═════ Extracted text
# Tótok & szlovakok



## Witiza

Hello everyone,

what's the difference between a tót and a szlovak in Hungarian?

Kössz!


----------



## francisgranada

As to the meaning - nothing. _Tót _in Hungarian was used to call the Slavs inside the Hungarian kingdom, later the Slovenes and the Slovaks, from about the 17th-18th century only the Slovaks.

It's an exonym, etymologically connexed to _Deutsch_, _Dutch_, _Teuton_, _Tedesco_, etc. The original meaning of the corresponding Indo Eupean stem was "people","folk".  From the foundation of Czechoslovakia (1918) the term Szlovák (autoetnonym of Slovaks) is used instead, as the term _tót_ is/was  considered derogatory by some Slovaks.


----------



## ilocas2

A propos, a question, what is more used among ordinary Hungarians, Tót or Szlovák?


----------



## francisgranada

ilocas2 said:


> A propos, a question, what is more used among ordinary Hungarians, Tót or Szlovák?


Szlovák, nowadays practically exclusively (as far as I know).
══════════
:: Set problem A ::
Could you transcribe the forum thread on the Hungarian words for Slovaks, starting at "As to the meaning" and ending at "by some Slovaks."?
═════ Records to use
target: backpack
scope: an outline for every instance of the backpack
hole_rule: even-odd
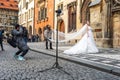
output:
[[[16,42],[14,41],[13,37],[7,38],[7,42],[14,48],[17,47]]]

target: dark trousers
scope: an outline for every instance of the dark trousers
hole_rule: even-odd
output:
[[[50,43],[50,49],[52,49],[52,42],[48,39],[45,39],[46,41],[46,49],[48,49],[48,43]]]
[[[28,52],[28,49],[27,50],[20,50],[16,52],[16,55],[19,55],[20,53],[22,52],[22,54],[20,56],[24,57],[26,55],[26,53]]]
[[[2,41],[0,41],[0,45],[1,45],[1,50],[3,51],[4,49],[3,49],[3,43],[2,43]]]

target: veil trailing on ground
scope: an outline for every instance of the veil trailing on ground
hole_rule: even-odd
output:
[[[77,32],[73,32],[73,33],[63,33],[58,31],[58,42],[67,42],[70,40],[73,40],[77,37],[80,37],[82,35],[84,35],[87,31],[87,24],[85,24],[80,30],[78,30]],[[53,35],[52,35],[52,39],[49,39],[52,42],[56,42],[56,30],[53,30]]]

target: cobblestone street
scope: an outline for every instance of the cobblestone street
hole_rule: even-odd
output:
[[[58,69],[40,72],[55,63],[55,57],[29,51],[26,61],[17,61],[13,55],[17,49],[5,45],[0,52],[0,80],[120,80],[120,77],[81,66],[72,62],[59,60],[67,75]]]

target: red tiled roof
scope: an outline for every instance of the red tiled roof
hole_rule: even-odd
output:
[[[0,8],[18,10],[18,2],[15,0],[0,0]]]

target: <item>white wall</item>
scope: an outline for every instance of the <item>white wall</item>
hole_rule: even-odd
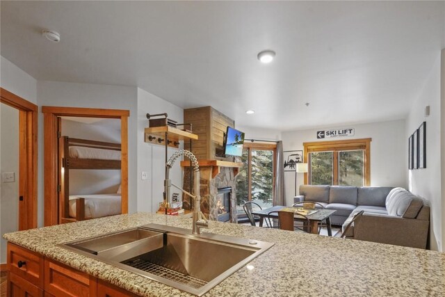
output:
[[[37,104],[37,81],[31,75],[0,56],[1,88]]]
[[[444,251],[442,238],[443,213],[441,188],[441,58],[437,53],[430,75],[412,104],[406,121],[405,140],[423,122],[426,122],[426,168],[407,170],[409,189],[428,200],[431,207],[430,225],[430,248]],[[443,79],[443,78],[442,78]],[[426,106],[430,106],[430,116],[424,116]]]
[[[137,90],[134,87],[39,81],[37,84],[39,106],[127,109],[129,212],[136,211],[136,118]],[[43,225],[43,115],[39,117],[39,225]]]
[[[120,120],[97,120],[98,122],[86,123],[62,118],[62,136],[120,143]],[[76,169],[70,170],[69,178],[70,195],[116,193],[121,180],[120,169]]]
[[[163,200],[165,156],[163,145],[145,142],[144,129],[148,127],[147,113],[167,113],[168,118],[181,123],[184,110],[149,93],[138,88],[138,211],[156,211]],[[181,143],[180,147],[181,147]],[[168,157],[177,150],[168,149]],[[172,182],[182,186],[182,170],[177,160],[170,172]],[[142,172],[148,173],[148,179],[142,180]],[[172,188],[171,193],[179,193]]]
[[[0,179],[3,172],[15,173],[15,182],[0,183],[0,232],[19,230],[19,111],[0,104]],[[1,179],[0,179],[1,180]],[[0,263],[6,263],[6,243],[1,238]]]
[[[244,138],[247,139],[259,139],[263,141],[280,141],[282,132],[270,129],[258,129],[252,127],[235,125],[236,129],[244,132]]]
[[[303,143],[319,141],[317,131],[354,128],[353,137],[339,137],[325,140],[346,140],[371,138],[371,185],[406,187],[405,168],[407,163],[405,132],[405,120],[380,122],[369,124],[350,125],[341,127],[325,127],[320,129],[287,131],[282,133],[284,150],[302,150]],[[297,175],[298,187],[303,184],[303,174]],[[284,172],[286,200],[291,204],[294,195],[295,173]]]

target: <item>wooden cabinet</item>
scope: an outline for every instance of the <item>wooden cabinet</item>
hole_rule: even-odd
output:
[[[8,243],[7,250],[8,271],[42,288],[43,256],[12,243]]]
[[[8,274],[8,296],[13,297],[43,297],[43,290],[15,273]]]
[[[96,296],[96,278],[53,260],[44,262],[44,291],[57,296]]]
[[[225,159],[218,156],[224,154],[224,134],[227,126],[234,128],[235,121],[211,106],[204,106],[184,109],[184,122],[192,124],[193,133],[199,137],[191,150],[185,142],[184,149],[191,150],[198,160]]]
[[[9,297],[136,296],[19,246],[8,243]]]

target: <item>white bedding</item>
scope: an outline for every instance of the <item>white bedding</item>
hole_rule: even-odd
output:
[[[79,159],[120,160],[120,151],[79,146],[70,147],[70,156]]]
[[[76,217],[76,198],[85,198],[85,218],[120,214],[120,194],[70,195],[70,216]]]

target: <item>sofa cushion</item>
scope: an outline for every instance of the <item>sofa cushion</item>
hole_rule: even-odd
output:
[[[390,216],[415,218],[423,206],[423,200],[406,190],[396,192],[387,207]]]
[[[329,202],[357,205],[357,186],[331,186]]]
[[[336,216],[348,216],[355,209],[355,205],[345,203],[330,203],[326,206],[326,209],[335,209]]]
[[[357,208],[353,211],[353,214],[355,214],[362,210],[364,210],[364,212],[367,213],[371,212],[373,214],[388,214],[388,211],[387,211],[387,209],[385,207],[375,207],[373,205],[361,205],[359,207],[357,207]]]
[[[305,200],[329,203],[329,188],[330,186],[300,186],[300,195],[305,195]]]
[[[385,202],[385,207],[387,209],[388,204],[389,204],[391,202],[392,199],[396,196],[396,195],[397,195],[398,193],[403,191],[406,191],[406,190],[403,188],[394,188],[392,190],[391,190],[388,193],[388,195],[387,196],[387,199]]]
[[[388,193],[391,186],[359,186],[357,189],[357,204],[385,207]]]

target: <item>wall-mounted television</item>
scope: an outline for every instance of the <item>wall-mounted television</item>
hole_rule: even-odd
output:
[[[229,156],[241,156],[244,133],[227,126],[224,145],[224,154]]]

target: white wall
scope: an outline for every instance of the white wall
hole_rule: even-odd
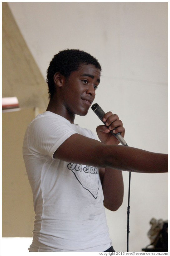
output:
[[[103,70],[95,102],[119,115],[129,145],[168,153],[168,2],[8,3],[45,78],[59,51],[88,52]],[[91,109],[75,122],[95,132],[100,124]],[[129,173],[123,176],[123,205],[115,212],[106,210],[119,252],[126,251]],[[152,218],[168,219],[168,194],[167,173],[132,173],[129,251],[149,243]]]

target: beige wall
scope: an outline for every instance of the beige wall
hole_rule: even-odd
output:
[[[2,114],[2,236],[31,237],[34,214],[22,146],[34,111],[25,108]]]
[[[149,151],[168,153],[168,3],[38,1],[9,2],[8,4],[42,74],[43,83],[49,62],[59,51],[74,48],[89,52],[98,59],[102,68],[95,102],[105,112],[112,111],[118,114],[125,128],[125,138],[128,144]],[[12,31],[10,31],[8,36],[12,34]],[[10,49],[13,40],[10,40]],[[19,51],[19,48],[17,49]],[[22,48],[17,58],[23,56],[25,50]],[[25,62],[23,60],[24,63],[28,63],[27,59]],[[19,63],[22,63],[14,62],[11,69],[15,69]],[[6,92],[15,92],[14,88],[16,86],[17,91],[22,91],[23,97],[26,96],[26,99],[23,98],[26,102],[31,104],[31,100],[39,97],[38,102],[43,98],[44,102],[46,95],[43,98],[43,93],[41,95],[41,93],[43,88],[46,92],[46,88],[41,86],[41,83],[37,83],[38,80],[35,80],[34,85],[27,90],[30,88],[29,81],[32,73],[38,74],[33,65],[29,65],[30,69],[30,67],[34,67],[27,79],[21,82],[18,79],[19,73],[13,81],[8,78],[11,73],[7,73],[7,81],[9,81],[10,86]],[[21,65],[19,71],[22,68]],[[26,81],[28,81],[27,85]],[[37,84],[37,90],[32,93]],[[26,91],[23,85],[26,85]],[[4,84],[3,88],[3,90],[7,87]],[[24,100],[22,99],[22,102]],[[100,124],[91,110],[86,117],[76,117],[75,122],[94,132],[96,126]],[[8,125],[7,128],[8,127]],[[20,139],[22,141],[21,136]],[[4,157],[8,159],[8,152]],[[20,161],[22,162],[21,156]],[[5,168],[3,170],[6,172]],[[126,243],[129,173],[124,172],[123,175],[125,189],[122,205],[115,212],[106,211],[111,239],[115,250],[120,252],[126,251]],[[20,178],[19,175],[18,180]],[[25,178],[26,182],[26,177]],[[167,173],[132,174],[131,251],[140,251],[149,243],[147,233],[152,218],[168,218],[168,181]],[[22,184],[18,182],[18,185]],[[3,186],[4,193],[7,193],[5,183]],[[11,192],[12,196],[12,190]],[[23,194],[22,200],[20,196],[18,194],[22,208],[22,200],[27,195]],[[5,202],[8,205],[7,201]],[[33,206],[29,208],[29,214],[32,216]],[[7,210],[6,219],[9,219],[8,216],[11,213],[7,208],[4,209]],[[14,207],[12,210],[16,211]],[[20,218],[22,216],[18,216],[18,219]],[[25,224],[22,224],[24,232],[30,225],[30,219],[26,220]],[[15,223],[13,218],[12,221]],[[3,223],[4,227],[6,223]],[[18,230],[17,224],[12,226],[12,229]],[[8,233],[6,235],[10,235],[12,226],[8,226],[10,229],[6,228]],[[32,227],[32,229],[33,223]]]

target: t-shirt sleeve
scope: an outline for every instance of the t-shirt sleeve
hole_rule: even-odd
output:
[[[41,118],[33,120],[28,128],[28,145],[34,153],[53,158],[58,148],[75,133],[66,122],[50,118]]]

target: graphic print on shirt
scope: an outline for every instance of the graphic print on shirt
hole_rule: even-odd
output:
[[[74,173],[82,186],[96,199],[99,188],[100,178],[98,168],[72,163],[69,163],[67,167]]]

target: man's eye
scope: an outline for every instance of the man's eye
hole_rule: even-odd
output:
[[[83,79],[83,80],[82,80],[82,81],[84,83],[88,83],[87,80],[85,80]]]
══════════
:: Set problem B ::
Can you give back only the lines of the entries starting at the line that contains "target: dark trousers" and ending at the line that contains "[[[0,8],[18,10],[18,2],[15,0],[0,0]]]", with "even-odd" switched to "nonzero" and nothing else changed?

:: Correct result A ::
As to the meaning - nothing. _Tót _in Hungarian was used to call the Slavs inside the Hungarian kingdom, later the Slovenes and the Slovaks, from about the 17th-18th century only the Slovaks.

It's an exonym, etymologically connexed to _Deutsch_, _Dutch_, _Teuton_, _Tedesco_, etc. The original meaning of the corresponding Indo Eupean stem was "people","folk".  From the foundation of Czechoslovakia (1918) the term Szlovák (autoetnonym of Slovaks) is used instead, as the term _tót_ is/was  considered derogatory by some Slovaks.

:: Correct result B ::
target: dark trousers
scope: an outline for every instance of the dark trousers
hole_rule: nonzero
output:
[[[50,43],[50,49],[52,49],[52,42],[48,39],[45,39],[46,41],[46,49],[48,49],[48,43]]]
[[[28,52],[28,49],[27,50],[20,50],[16,52],[16,55],[19,55],[20,53],[22,52],[22,54],[20,56],[24,57],[26,55],[26,53]]]
[[[2,41],[0,41],[0,45],[1,45],[1,50],[3,51],[4,49],[3,49],[3,43],[2,43]]]

target: veil trailing on ground
scope: an outline for every instance of the veil trailing on ground
hole_rule: nonzero
output:
[[[77,32],[73,32],[73,33],[63,33],[58,31],[58,42],[67,42],[70,40],[73,40],[77,37],[80,37],[82,35],[84,35],[87,31],[87,24],[85,24],[80,30],[78,30]],[[53,35],[52,35],[52,39],[49,39],[52,42],[56,42],[56,30],[53,30]]]

target: cobblestone street
scope: an outline for every instance of the cobblestone street
hole_rule: nonzero
output:
[[[58,69],[40,72],[55,63],[55,57],[29,51],[26,61],[17,61],[13,55],[17,49],[5,45],[0,52],[0,80],[120,80],[120,77],[81,66],[72,62],[59,60],[67,75]]]

target: red tiled roof
scope: an outline for every instance of the red tiled roof
hole_rule: nonzero
output:
[[[0,8],[18,10],[18,2],[15,0],[0,0]]]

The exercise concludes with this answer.